» **WRITTEN EXERCISE A**:
Using the graphene text below, list every number given with a unit of measurement, along with its unit.

>> BEGIN SOURCE TEXT

Due to its electrical properties graphene (G) has been successfully used as a sensing element for the detection of different gases reaching very high sensitivities (ppm or better), which are ascribed to the doping induced by adsorption. The sensitivity depends indeed critically on the chemical nature of the gas and is lower for CO than for other poisoning species. The nature of the active sites is, however, still unclear. If it were due to physisorption, the values of the adsorption energy cannot explain the need for high temperature re-generation of the sensing element. Chemisorption must thus be involved, either at defects or by doping, determining the magnitude of the heat of adsorption and consequently the sensitivity and the range of temperatures at which the sensor can operate. In order to clarify these issues we investigated experimentally adsorption of CO on G supported on polycrystalline Cu and Ni(111) by HREELS and XPS.
No signature of adsorbed CO was found after exposure at RT while just a few L at 100 K evidenced chemisorbed CO for G supported on Ni(111). On the other hand G on Cu is inert also at low temperature. This result indicates that the nature of the substrate plays an essential role in the adsorption process [1,2]. The heat of adsorption q is estimated to be about 0.58 eV/molecule at low coverage, so that an equilibrium coverage of 0.1 ML is expected at RT under a CO partial pressure of only 10 mbar. We identify top-bridge graphene as the most reactive configuration .

>> END SOURCE TEXT
>> BEGIN INPUT DATA

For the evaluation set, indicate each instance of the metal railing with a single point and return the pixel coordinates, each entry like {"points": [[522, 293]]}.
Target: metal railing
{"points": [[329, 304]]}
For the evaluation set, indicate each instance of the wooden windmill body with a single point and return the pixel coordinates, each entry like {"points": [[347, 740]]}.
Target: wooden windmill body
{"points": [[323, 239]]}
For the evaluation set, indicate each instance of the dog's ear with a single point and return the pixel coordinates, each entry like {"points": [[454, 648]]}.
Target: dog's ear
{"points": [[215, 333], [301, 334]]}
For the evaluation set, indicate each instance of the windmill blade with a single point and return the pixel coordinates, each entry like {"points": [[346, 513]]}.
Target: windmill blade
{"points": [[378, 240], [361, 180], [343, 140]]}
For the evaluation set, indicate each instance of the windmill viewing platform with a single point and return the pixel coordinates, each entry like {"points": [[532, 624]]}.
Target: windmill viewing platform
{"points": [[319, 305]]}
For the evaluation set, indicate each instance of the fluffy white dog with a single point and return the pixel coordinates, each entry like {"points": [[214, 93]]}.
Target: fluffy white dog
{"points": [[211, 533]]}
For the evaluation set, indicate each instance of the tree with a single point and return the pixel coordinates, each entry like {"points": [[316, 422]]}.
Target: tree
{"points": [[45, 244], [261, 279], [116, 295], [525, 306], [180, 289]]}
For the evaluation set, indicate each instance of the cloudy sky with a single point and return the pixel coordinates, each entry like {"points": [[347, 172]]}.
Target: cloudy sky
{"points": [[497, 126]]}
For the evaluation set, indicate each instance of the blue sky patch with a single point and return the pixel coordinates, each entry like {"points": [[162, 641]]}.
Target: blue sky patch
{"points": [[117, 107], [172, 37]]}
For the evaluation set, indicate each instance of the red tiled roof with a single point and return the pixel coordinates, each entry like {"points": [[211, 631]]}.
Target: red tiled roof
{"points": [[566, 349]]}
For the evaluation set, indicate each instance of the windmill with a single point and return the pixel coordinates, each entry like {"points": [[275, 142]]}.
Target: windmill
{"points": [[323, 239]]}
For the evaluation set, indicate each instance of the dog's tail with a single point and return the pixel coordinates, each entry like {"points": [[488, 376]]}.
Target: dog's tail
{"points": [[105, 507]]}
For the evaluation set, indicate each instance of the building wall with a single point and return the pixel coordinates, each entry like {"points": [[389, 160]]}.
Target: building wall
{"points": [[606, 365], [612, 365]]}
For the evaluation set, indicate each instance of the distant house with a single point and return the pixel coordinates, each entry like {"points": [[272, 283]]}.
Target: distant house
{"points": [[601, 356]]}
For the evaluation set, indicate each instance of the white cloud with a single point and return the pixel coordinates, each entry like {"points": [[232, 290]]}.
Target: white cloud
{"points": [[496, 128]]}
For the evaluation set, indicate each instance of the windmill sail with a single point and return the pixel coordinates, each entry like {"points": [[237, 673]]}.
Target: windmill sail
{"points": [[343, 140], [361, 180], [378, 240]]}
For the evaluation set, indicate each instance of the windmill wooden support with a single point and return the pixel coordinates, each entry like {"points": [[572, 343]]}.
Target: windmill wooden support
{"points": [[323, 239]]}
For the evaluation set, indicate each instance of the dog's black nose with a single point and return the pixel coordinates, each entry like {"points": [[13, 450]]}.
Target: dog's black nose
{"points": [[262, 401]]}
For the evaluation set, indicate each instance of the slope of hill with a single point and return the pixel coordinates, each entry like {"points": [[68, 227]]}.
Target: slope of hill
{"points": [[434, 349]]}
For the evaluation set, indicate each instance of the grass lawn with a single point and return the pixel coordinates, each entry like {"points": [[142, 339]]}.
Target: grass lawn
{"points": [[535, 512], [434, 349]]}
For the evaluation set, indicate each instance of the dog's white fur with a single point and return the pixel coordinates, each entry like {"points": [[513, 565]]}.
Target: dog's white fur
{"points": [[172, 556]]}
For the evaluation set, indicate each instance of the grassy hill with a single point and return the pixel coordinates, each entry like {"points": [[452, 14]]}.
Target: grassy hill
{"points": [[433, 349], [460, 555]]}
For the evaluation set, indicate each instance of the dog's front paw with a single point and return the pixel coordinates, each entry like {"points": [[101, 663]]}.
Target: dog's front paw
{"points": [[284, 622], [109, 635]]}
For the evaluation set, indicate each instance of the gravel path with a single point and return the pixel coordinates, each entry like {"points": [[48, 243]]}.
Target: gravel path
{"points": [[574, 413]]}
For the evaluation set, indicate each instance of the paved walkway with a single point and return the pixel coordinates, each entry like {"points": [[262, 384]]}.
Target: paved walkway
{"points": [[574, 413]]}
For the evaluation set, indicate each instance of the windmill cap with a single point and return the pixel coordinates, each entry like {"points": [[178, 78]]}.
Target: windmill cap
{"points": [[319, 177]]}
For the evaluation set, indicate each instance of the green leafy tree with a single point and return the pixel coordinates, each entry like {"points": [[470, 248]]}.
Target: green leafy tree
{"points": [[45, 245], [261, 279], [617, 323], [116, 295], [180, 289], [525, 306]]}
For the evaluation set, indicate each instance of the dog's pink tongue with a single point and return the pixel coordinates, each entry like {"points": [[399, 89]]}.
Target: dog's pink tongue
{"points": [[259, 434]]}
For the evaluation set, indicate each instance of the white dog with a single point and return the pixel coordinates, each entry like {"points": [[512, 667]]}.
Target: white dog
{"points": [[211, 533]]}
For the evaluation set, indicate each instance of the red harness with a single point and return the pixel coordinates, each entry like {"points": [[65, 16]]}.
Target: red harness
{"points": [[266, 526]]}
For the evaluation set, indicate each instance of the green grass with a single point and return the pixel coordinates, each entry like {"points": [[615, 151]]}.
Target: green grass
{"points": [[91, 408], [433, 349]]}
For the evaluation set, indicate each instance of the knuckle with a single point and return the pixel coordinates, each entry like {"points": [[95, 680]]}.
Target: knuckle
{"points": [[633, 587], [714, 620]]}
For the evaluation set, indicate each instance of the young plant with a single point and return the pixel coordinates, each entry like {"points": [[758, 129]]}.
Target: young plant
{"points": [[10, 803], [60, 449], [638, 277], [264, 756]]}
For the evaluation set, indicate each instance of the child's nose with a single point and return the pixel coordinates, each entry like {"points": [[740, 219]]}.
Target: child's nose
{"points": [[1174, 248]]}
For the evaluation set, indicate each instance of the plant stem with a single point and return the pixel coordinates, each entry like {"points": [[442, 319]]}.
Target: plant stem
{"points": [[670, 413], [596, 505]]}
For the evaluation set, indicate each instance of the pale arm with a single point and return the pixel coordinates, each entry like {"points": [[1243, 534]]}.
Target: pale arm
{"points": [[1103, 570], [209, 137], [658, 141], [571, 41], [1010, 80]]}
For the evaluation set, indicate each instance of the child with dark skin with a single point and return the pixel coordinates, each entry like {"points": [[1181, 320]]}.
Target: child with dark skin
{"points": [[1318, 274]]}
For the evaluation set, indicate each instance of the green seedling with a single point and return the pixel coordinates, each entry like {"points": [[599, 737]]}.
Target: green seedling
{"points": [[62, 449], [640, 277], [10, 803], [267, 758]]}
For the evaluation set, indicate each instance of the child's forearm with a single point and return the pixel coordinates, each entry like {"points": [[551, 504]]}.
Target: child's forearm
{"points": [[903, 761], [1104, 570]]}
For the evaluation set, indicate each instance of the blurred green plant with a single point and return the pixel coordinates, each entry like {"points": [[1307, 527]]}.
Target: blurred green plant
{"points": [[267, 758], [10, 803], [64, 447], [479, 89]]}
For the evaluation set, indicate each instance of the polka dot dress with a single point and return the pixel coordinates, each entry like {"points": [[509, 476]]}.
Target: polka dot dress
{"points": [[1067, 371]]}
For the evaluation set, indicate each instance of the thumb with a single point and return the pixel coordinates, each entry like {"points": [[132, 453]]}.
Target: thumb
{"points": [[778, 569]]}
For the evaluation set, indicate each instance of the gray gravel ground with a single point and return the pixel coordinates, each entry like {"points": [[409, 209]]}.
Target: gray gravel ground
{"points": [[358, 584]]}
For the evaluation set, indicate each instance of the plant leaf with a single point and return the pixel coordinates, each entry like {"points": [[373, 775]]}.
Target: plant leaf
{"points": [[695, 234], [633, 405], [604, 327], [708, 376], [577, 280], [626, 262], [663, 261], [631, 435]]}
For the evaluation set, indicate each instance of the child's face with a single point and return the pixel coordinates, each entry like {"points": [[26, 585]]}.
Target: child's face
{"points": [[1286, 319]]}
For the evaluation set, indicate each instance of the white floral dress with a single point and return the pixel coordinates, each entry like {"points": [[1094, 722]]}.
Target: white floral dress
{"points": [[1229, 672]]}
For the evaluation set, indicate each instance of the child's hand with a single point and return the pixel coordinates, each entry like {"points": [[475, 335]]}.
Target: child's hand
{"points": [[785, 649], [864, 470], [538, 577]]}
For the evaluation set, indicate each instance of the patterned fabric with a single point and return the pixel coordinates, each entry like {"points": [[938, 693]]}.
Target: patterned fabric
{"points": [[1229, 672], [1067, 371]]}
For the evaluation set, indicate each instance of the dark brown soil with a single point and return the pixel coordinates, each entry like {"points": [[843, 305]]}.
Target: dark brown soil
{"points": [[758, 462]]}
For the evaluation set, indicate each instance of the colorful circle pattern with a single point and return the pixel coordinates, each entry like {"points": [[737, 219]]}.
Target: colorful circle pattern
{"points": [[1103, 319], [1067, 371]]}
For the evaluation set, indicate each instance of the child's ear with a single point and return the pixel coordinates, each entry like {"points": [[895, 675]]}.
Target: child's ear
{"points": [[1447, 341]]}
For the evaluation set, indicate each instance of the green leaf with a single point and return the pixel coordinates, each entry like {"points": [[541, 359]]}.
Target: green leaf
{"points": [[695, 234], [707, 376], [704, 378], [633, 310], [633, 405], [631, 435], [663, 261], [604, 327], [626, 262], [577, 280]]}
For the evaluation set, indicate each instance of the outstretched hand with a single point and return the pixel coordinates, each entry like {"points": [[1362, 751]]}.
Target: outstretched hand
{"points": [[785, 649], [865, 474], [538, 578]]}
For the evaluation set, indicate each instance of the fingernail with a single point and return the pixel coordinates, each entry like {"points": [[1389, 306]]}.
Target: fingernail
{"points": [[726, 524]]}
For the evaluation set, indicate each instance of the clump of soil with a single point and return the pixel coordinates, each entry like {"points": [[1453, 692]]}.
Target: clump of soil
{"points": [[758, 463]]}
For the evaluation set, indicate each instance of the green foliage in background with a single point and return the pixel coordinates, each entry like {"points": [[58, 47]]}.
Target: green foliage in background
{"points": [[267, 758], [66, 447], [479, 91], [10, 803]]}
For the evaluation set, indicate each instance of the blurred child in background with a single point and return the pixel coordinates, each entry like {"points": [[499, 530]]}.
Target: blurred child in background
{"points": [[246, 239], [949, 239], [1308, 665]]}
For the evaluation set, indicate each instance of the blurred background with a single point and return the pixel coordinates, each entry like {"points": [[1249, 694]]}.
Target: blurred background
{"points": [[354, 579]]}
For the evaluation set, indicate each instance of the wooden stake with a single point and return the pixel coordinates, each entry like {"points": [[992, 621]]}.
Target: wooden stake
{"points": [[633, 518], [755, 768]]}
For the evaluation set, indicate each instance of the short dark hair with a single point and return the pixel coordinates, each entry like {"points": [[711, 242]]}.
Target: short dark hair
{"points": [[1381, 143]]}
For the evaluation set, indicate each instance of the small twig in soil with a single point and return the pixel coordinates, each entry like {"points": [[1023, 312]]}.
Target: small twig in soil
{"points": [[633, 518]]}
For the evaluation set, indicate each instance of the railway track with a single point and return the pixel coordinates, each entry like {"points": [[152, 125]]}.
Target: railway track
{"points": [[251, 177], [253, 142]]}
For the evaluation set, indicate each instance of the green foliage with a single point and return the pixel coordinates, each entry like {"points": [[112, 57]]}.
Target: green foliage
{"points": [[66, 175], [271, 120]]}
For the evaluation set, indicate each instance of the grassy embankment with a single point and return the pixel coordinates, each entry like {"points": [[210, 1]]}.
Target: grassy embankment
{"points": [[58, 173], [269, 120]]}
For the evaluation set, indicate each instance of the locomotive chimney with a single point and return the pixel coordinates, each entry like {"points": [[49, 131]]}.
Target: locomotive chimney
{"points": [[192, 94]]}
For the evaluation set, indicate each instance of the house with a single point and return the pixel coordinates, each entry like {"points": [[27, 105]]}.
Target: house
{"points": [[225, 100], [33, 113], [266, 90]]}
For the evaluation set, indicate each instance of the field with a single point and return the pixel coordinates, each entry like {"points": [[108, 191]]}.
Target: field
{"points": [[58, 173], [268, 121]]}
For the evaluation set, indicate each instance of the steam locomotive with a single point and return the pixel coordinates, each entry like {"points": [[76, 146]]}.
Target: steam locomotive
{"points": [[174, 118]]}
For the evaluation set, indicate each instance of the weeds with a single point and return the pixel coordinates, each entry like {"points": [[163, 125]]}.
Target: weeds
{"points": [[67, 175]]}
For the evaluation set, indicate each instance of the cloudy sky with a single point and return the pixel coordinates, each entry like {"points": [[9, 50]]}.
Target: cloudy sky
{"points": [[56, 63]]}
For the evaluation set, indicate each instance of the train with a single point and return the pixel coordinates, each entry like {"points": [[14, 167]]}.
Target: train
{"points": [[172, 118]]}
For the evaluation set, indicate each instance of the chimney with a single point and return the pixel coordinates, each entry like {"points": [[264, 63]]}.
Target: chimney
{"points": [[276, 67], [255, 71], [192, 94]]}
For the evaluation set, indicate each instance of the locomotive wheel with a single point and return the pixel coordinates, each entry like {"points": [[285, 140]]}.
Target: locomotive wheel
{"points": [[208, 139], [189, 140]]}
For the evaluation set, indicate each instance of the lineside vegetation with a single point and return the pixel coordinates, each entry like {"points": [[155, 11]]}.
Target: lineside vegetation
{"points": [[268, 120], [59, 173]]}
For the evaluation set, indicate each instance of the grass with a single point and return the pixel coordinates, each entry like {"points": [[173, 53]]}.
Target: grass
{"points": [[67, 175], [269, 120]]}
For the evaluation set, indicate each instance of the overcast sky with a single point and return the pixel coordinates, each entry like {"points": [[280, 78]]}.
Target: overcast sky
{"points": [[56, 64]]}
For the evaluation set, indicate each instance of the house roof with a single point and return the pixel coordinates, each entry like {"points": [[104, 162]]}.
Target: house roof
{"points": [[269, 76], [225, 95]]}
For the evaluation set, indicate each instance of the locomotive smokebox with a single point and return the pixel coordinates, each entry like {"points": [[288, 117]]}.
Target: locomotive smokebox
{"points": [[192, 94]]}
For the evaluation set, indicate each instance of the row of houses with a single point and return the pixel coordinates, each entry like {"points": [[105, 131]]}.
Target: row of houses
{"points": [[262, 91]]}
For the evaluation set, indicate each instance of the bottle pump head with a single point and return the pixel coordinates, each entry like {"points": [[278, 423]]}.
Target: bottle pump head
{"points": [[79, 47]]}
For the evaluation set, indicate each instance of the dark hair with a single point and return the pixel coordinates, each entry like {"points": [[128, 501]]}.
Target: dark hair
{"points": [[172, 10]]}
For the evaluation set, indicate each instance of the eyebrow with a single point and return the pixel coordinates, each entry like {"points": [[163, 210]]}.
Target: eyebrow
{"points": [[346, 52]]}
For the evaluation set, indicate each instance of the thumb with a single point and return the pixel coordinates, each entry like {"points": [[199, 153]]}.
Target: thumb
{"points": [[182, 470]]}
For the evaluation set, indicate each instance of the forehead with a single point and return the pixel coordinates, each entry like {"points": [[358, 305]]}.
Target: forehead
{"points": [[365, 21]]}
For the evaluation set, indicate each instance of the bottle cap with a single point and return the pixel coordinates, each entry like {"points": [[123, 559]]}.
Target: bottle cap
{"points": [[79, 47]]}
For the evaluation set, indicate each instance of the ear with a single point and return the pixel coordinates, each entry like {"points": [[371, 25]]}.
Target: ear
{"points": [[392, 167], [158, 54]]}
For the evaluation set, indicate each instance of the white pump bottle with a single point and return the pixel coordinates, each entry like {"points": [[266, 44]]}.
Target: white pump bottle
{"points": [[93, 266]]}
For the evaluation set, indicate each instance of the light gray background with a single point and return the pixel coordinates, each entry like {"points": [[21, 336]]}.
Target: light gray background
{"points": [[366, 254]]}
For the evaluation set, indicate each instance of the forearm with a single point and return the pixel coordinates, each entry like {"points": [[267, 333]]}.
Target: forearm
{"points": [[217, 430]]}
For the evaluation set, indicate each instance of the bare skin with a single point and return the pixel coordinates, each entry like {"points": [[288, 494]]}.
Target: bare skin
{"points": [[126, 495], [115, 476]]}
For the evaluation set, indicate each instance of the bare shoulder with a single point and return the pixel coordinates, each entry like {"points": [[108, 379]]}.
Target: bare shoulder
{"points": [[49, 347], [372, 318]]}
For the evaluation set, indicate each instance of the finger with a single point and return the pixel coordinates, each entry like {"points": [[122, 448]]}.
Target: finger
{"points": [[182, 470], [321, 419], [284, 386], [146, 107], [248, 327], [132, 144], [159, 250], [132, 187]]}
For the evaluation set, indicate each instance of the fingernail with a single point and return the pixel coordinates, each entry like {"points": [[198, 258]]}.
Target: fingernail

>> END INPUT DATA

» **WRITTEN EXERCISE B**:
Return each line of the listing above that contains the word "forearm".

» **WRITTEN RESPONSE A**:
100 K, 0.58 eV/molecule, 0.1 ML, 10 mbar

» **WRITTEN RESPONSE B**:
For the evaluation set, indicate each instance of the child's forearm with a single point and return the pixel coordinates, each entry like {"points": [[551, 504]]}.
Target: child's forearm
For the evaluation set, indicate each instance of the forearm with a single point and return the pixel coordinates, each entry like {"points": [[267, 333]]}.
Target: forearm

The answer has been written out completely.